TO DO: Please reproduce all of the data below exactly, leaving each picture out.

(RECORDS PROVIDED Opens)

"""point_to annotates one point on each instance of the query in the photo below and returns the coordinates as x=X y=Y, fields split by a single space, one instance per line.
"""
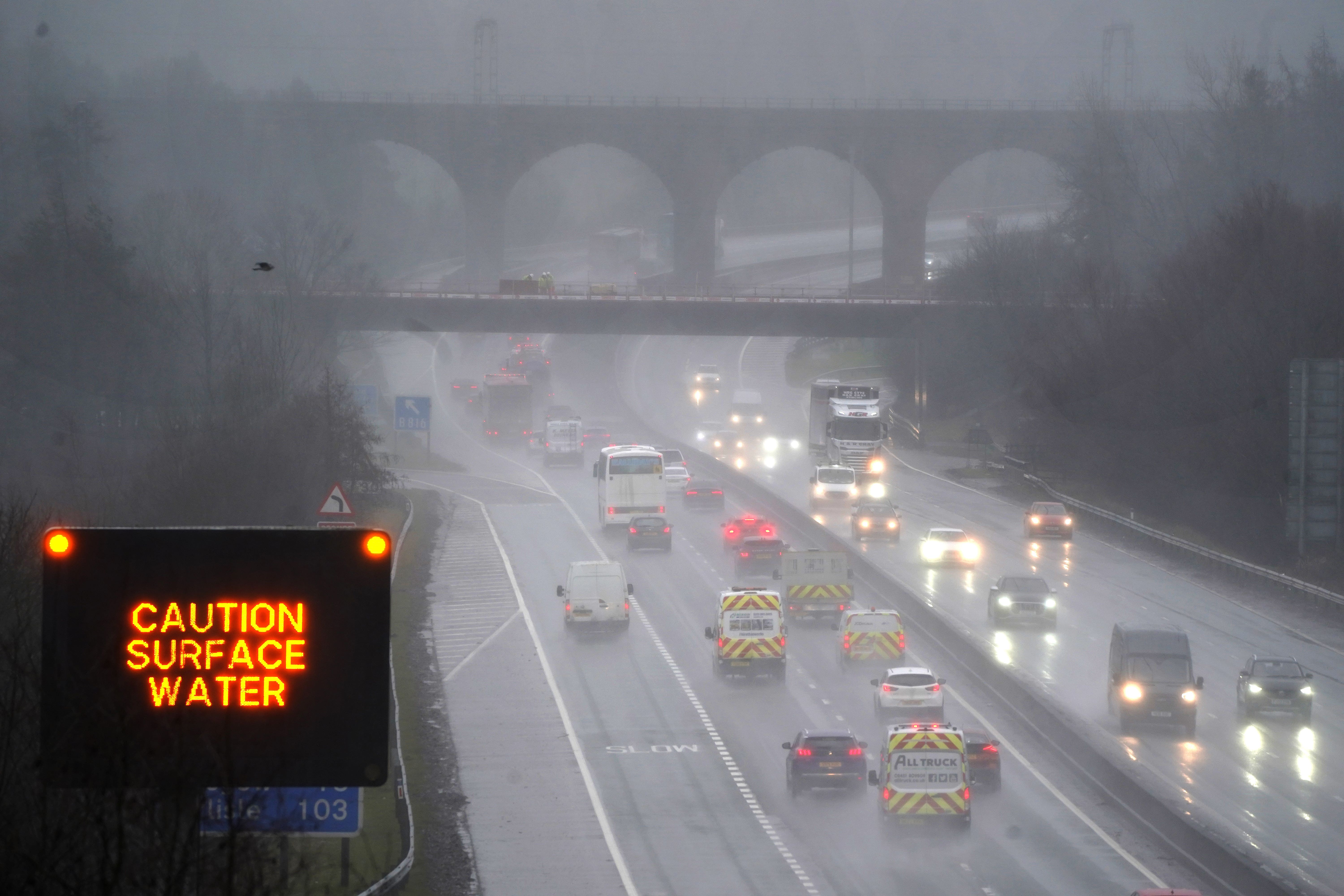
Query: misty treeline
x=149 y=377
x=1208 y=252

(RECORDS PROVIDED Closes)

RESPONSE:
"""point_to annotates one point on each instance of the query in the photo below and returns the coordinates as x=X y=Y, fields split by a single space, one instance per line.
"""
Query: misty treeline
x=149 y=377
x=1208 y=252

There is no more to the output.